DATA SHOWN =>
## begin
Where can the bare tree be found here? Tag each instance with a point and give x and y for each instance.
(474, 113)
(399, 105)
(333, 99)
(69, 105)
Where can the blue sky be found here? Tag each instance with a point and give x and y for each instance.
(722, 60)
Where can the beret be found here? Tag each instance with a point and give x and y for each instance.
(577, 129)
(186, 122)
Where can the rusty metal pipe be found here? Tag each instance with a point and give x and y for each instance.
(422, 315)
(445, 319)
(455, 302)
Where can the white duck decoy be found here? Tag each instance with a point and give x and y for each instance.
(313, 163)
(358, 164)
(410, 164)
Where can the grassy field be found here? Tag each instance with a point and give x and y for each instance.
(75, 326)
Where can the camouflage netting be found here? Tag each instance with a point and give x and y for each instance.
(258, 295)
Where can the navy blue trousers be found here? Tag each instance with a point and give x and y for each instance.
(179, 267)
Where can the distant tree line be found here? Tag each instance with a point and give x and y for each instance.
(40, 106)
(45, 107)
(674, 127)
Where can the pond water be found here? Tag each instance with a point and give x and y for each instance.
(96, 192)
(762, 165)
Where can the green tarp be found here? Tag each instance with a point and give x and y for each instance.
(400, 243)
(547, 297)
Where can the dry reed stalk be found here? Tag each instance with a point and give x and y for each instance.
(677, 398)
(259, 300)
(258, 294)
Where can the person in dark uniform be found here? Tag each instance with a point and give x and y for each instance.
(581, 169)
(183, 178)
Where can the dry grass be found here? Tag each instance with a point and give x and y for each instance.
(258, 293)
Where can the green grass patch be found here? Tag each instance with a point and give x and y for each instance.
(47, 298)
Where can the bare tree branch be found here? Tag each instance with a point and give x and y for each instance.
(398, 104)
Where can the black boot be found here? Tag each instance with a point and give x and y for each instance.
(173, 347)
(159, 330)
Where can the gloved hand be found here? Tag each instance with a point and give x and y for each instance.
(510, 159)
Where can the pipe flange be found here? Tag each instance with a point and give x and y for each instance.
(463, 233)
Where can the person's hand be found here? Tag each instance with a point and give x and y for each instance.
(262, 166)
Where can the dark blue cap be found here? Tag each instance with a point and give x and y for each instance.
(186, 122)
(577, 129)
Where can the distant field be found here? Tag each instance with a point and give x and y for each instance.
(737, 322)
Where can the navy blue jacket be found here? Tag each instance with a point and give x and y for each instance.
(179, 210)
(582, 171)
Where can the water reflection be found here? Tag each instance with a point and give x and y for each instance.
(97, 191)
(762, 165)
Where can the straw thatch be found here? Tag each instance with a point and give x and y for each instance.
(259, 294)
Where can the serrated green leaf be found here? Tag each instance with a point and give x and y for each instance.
## end
## begin
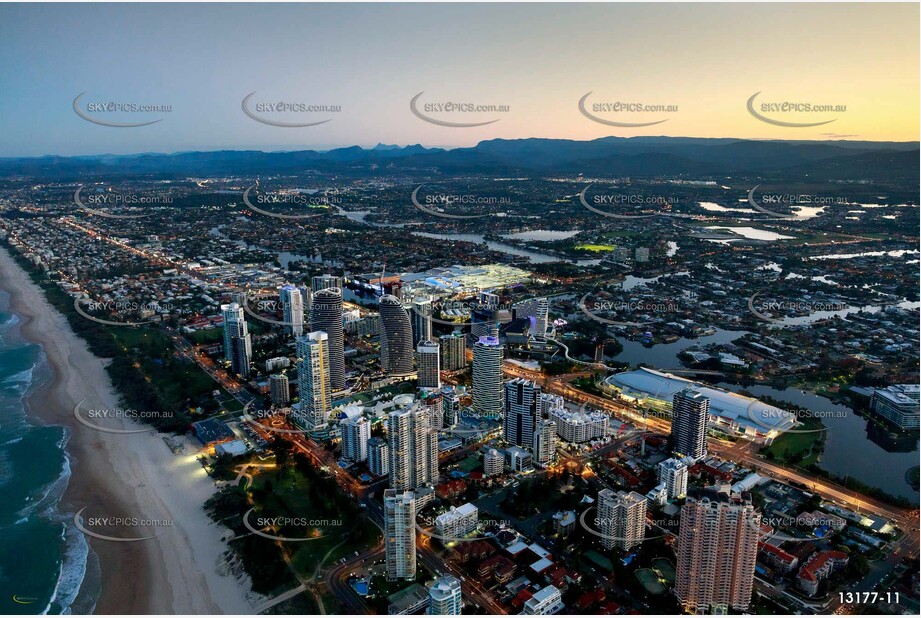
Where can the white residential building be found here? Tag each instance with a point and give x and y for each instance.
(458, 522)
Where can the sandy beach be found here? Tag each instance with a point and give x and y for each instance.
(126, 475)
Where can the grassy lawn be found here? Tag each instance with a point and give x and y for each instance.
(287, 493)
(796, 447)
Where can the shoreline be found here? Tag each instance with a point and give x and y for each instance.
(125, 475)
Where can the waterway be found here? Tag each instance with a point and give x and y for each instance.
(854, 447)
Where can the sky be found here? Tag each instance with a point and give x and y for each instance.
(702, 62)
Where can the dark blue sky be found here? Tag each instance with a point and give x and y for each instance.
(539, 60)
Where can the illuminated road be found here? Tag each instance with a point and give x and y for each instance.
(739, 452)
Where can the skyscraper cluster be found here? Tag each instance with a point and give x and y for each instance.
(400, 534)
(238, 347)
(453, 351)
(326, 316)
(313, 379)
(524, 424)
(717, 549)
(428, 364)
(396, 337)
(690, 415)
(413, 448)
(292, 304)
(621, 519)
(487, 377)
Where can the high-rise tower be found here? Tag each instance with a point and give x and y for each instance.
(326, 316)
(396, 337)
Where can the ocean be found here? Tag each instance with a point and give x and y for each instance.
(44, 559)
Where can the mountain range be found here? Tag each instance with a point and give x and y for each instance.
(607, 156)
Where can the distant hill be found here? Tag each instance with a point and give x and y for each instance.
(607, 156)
## end
TASK REQUIREMENTS => Gather every line in the listing above that contains the word "hand", and reproduce each one in full.

SOLUTION BELOW =>
Where can the gloved hand be found here? Tag each instance with a point and give x and y for each instance.
Where can the person's hand be found here? Tag each instance with a point and give x and y for each instance.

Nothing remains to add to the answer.